==== Document text ====

Keep the pressure on Khartoum
2004: The UN must get a peace deal signed in Sudan. And donor countries should prepare themselves for the long haul in order to ensure its just and effective implementation.
Next week members of the UN Security Council will gather in Nairobi. The session is being held outside New York for the first time in 14 years. The reason is Sudan. Emergency relief operations in Darfur have been severely hampered by renewed fighting. And talks between government and rebels have stalled after the former rejected a draft peace agreement last week. The UN special envoy to Sudan has warned that Darfur is in danger of “falling into anarchy”. Some would say parts of it already have.
The peace process in southern Sudan is also looking shaky. After almost two years of negotiation between the government and the Sudan People’s Liberation Movement (SPLM), most recently in the Kenyan town of Naivasha, a final agreement has still not been signed. Critics point out that the deal is, in any case, between the government and a single armed rebel group, leaving out other Southern forces. And disputes loom elsewhere in Sudan—in the east, for instance, where there is a rebel enclave on the border with Eritrea.
If the Security Council is to move the peace process forward, it will have to consider the history behind these insurgencies. Is Sudan going the way of Congo, the way of a failed state with a legacy of inter-communal hatred and a mountain of dead? The government of Sudan seems determined to bring this to pass, pursuing the old strategy of divide and rule with unrelenting zeal. Encouraging tribal militias to loot and kill with impunity is its preferred counter-insurgency tactic, developed during the war in the south and deployed with new ferocity in Darfur.
The security cabal that dominates the government understands well how to foment division. Muslim against non-Muslim, Arab against non-Arab, one tribe against another. It is a vicious form of applied anthropology. Where there is a history of competition for water or grazing or land, instead of mediating, it takes sides, encouraging one party to attack the other.
Such stratagems raise the ghosts of Sudan’s past. For southerners it is the history of slave raiding in the 19th century by militias from the north. For westerners—the people of Darfur—it is the time at the end of the 19th century when an indigenous leader, the Mahdi, established an independent state on the Nile. Before that, Darfur was under the control of the Fur sultanate. During the Mahdiyya the Fur sultanate was overrun by nomadic Arab groups allied with the Mahdi. Today, the Fur people (who are Muslims but not Arabs) are among the main supporters of the rebel movements in Darfur, while nomadic Arabs form the principal recruiting ground for the pro-government militias there.

==== Entries shown ====

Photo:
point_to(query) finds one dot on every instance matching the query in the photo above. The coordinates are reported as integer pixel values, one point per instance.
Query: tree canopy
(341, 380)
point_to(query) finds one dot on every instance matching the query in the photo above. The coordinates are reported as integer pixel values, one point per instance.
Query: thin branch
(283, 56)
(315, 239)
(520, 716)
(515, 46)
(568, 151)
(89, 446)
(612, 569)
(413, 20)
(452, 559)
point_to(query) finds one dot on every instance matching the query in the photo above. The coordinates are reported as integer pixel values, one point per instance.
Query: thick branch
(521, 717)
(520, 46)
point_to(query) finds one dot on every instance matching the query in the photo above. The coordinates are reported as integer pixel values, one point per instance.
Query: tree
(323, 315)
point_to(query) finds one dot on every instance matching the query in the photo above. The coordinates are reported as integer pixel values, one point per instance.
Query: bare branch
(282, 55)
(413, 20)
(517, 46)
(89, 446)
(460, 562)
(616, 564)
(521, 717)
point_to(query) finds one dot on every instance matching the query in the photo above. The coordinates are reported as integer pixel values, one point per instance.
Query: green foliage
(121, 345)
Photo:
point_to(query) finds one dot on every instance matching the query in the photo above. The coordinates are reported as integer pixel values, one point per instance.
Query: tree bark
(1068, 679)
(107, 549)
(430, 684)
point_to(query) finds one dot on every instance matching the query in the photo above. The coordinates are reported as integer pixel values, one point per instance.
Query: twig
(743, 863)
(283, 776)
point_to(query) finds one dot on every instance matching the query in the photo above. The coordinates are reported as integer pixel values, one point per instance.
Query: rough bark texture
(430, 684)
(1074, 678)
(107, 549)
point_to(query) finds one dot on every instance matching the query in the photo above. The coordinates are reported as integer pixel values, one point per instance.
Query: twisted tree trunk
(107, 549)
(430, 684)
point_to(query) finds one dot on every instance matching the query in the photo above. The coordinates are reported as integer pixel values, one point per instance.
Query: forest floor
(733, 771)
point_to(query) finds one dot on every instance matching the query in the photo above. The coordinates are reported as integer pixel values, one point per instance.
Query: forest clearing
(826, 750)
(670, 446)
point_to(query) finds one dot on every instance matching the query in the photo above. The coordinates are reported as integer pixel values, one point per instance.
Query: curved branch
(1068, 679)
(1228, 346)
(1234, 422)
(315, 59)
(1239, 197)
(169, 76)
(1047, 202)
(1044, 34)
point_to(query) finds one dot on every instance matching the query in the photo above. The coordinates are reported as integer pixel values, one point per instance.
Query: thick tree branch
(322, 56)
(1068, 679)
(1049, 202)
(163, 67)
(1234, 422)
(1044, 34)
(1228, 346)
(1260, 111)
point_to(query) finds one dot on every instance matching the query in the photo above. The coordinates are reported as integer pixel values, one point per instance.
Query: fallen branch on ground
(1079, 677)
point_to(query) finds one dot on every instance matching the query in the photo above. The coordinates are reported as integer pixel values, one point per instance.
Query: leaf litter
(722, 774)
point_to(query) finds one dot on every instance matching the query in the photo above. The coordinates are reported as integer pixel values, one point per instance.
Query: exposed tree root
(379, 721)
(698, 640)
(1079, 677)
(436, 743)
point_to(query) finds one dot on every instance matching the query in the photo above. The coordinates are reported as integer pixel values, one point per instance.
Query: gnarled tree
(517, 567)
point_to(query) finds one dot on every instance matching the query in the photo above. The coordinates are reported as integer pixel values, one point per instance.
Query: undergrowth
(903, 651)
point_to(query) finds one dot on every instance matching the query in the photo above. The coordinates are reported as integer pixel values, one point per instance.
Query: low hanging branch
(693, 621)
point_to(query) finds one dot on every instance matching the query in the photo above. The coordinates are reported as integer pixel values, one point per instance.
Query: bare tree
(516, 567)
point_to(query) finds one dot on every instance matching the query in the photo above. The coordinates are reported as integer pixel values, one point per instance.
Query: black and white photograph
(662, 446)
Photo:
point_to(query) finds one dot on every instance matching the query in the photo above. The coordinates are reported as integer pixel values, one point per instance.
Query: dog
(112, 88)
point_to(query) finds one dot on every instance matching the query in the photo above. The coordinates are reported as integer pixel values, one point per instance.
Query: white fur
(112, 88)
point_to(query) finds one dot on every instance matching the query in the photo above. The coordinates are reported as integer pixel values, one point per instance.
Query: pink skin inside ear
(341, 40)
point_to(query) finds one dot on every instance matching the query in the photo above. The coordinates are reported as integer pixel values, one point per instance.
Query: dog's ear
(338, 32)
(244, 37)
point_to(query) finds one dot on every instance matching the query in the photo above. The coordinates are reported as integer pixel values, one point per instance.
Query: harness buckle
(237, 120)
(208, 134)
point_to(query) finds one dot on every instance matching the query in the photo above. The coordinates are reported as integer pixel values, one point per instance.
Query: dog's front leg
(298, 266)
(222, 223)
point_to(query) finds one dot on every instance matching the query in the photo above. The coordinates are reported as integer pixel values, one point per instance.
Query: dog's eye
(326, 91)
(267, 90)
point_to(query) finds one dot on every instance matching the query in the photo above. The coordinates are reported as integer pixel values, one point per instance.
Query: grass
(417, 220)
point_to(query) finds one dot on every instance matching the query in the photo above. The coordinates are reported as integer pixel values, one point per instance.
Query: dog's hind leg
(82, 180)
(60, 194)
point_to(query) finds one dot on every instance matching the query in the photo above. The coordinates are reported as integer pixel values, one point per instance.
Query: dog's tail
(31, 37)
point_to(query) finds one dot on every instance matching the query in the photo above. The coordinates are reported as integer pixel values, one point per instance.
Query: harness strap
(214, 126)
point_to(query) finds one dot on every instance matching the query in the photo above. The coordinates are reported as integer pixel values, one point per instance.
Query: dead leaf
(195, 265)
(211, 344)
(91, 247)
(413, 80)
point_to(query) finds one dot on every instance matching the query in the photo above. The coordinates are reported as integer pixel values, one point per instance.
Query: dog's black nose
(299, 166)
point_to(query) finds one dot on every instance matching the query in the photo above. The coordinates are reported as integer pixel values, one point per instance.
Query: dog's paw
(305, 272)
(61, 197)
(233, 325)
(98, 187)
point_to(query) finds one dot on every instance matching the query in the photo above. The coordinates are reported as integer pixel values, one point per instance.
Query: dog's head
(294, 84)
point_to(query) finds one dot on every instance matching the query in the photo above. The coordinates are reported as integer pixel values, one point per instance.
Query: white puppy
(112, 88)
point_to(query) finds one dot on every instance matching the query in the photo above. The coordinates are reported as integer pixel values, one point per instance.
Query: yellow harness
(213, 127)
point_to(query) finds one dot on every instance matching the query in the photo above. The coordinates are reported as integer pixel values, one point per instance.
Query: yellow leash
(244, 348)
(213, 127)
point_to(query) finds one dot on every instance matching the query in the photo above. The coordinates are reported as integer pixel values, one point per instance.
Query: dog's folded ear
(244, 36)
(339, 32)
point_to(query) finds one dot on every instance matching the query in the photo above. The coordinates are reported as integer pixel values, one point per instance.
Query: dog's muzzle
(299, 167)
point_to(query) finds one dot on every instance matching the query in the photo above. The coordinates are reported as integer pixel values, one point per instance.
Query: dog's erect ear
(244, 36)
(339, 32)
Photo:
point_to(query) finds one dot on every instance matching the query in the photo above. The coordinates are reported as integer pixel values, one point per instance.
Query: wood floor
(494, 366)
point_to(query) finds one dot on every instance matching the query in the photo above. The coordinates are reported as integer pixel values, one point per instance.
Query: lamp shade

====

◆ **Exercise instructions**:
Sum up the Sudan piece above in two sentences.

◆ **Result of the task**:
The UN Security Council is meeting in Nairobi because of Sudan, where renewed fighting has hampered relief in Darfur, government–rebel talks have stalled, and a final agreement with the SPLM in the south has still not been signed. The government pursues divide and rule by encouraging tribal militias to loot and kill with impunity, stirring up old divisions such as those between the Fur people, who back the Darfur rebels, and nomadic Arabs, who supply the pro-government militias.